Problem description: Pick up the passage on handling tabular data at its last sentence and carry it forward.

Source:
3.1.4. Functionality for handling tabular data

Considering the professional level of staff handling computers at Regional Authorities two user groups can be distinguished:

- A-type users with little knowledge of making SQL queries

A special, so-called "Navigation module" has been developed for them querying the system from an easy-to-use interface. Its function is based on creating special ORACLE VIEWs while importing data from the original sub-systems. Columns of these VIEWs are selected by the users. They represent the most frequently queried information defined in EPTIC and needed for day-to-day work. The "Navigation module" allows querying all the sub-systems according to these columns. Selection can be made upon the following parameters:

- Specifying an area on map or from table

- Specifying factors

- Specifying a time interval

- Specifying a function

A new VIEW can be created upon the results of the query that can be transferred to ArcView via DDE for spatial representation or further selection. Quite naturally, the "Navigation module" does not allow the analysis of data omitted in the related VIEW. The "Navigation module" creates the SQL queries on screen, according to these selections. These queries can then be saved in a "Query library".

Data segment:
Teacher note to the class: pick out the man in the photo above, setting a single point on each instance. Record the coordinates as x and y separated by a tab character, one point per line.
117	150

The answer:
- B-type professional users

They are staff members proficient in SQL. They are free to use all advantages offered by SQL and to analyse any type of data imported into ORACLE tables or VIEWs.

The user interface of the Sub-system for Environment Protection is composed of two modules: the ArcView and the ORACLE module. They have to be activated independently. Map initialisation representing the establishment of connection between them through DDE protocol is realised by activating a button in the ORACLE interface. The following passage gives a short description of the main functionalities of the mapping module.

3.1.5. Functionality for managing maps

- Coverage processing

This module is designed for loading coverages available on the server (like the 1:25,000-scale topographic maps digitised in the frame of a related project), coverages deriving from the professional systems as well as those created and maintained by the specific users. The latter will be represented according to the user-defined legend. This module also supports the registration of new coverages and the positioning of raster files.

- Processing of the objects of professional systems

Apart from selection and spatial representation of the objects this is the module supporting their georeferencing i.e. registering their coordinates in the register table of objects by pointing on a map.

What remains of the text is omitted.